PROBLEM STATEMENT -> Of all the lines in the records below, copy only those that contain the string "green".

PROVIDED DATA ->
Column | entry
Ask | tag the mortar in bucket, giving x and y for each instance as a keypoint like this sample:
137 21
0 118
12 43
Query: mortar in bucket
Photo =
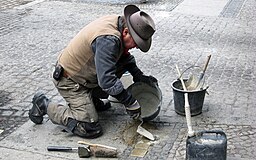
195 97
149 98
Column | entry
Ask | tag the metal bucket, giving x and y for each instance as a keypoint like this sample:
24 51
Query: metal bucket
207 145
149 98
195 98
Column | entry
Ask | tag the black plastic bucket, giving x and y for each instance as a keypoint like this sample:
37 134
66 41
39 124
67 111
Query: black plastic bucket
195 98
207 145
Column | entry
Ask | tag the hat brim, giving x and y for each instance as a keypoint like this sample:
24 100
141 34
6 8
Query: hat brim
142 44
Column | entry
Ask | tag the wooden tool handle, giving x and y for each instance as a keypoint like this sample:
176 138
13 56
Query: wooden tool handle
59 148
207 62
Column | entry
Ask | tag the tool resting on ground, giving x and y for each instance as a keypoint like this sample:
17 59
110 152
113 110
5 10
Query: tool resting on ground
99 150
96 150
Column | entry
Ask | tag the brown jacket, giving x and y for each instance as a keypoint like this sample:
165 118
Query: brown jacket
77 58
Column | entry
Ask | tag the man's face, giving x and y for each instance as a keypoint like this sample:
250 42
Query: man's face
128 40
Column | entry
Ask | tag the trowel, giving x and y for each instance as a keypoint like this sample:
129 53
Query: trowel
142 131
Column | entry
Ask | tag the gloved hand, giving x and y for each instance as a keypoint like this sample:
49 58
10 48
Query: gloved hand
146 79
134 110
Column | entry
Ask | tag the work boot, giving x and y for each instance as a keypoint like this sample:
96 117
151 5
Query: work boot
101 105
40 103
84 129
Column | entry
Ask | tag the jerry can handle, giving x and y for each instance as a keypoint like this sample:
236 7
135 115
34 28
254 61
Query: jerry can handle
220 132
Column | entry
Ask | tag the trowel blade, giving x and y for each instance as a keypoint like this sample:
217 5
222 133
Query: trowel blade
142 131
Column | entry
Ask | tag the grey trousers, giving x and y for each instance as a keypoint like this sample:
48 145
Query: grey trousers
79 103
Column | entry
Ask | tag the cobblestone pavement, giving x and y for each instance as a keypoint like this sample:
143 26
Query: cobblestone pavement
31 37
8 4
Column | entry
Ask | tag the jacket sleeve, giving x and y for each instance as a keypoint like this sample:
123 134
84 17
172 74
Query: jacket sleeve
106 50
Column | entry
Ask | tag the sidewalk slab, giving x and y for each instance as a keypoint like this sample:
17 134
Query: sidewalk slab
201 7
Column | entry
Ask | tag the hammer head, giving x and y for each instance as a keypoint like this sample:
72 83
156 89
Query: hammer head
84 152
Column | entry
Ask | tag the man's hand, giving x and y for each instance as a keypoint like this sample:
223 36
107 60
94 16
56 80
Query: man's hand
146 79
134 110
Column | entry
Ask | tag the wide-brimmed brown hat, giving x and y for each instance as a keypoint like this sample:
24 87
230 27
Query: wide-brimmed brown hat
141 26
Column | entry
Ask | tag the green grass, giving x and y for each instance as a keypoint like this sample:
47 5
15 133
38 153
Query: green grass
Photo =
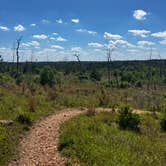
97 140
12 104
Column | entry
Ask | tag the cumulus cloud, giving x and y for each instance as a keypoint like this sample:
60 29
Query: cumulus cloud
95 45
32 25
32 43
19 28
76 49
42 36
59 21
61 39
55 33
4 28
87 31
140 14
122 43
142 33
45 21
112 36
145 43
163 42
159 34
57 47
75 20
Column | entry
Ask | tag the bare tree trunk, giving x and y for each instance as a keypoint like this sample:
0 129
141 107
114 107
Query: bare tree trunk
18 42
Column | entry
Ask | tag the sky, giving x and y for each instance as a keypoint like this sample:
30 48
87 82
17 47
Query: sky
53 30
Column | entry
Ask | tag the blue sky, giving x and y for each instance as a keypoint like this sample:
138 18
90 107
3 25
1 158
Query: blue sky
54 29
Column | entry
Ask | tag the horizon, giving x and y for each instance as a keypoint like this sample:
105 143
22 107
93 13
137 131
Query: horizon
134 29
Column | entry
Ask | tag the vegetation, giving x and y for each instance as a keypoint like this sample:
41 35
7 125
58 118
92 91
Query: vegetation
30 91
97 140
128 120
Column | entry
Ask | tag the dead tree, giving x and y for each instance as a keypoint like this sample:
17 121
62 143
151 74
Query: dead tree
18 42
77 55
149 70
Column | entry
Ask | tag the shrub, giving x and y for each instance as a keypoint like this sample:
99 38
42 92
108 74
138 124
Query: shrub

EXERCISE RESULT ->
Ask | tag the green grass, giving x and y for each instance as a keypoint like this sample:
Query: green grass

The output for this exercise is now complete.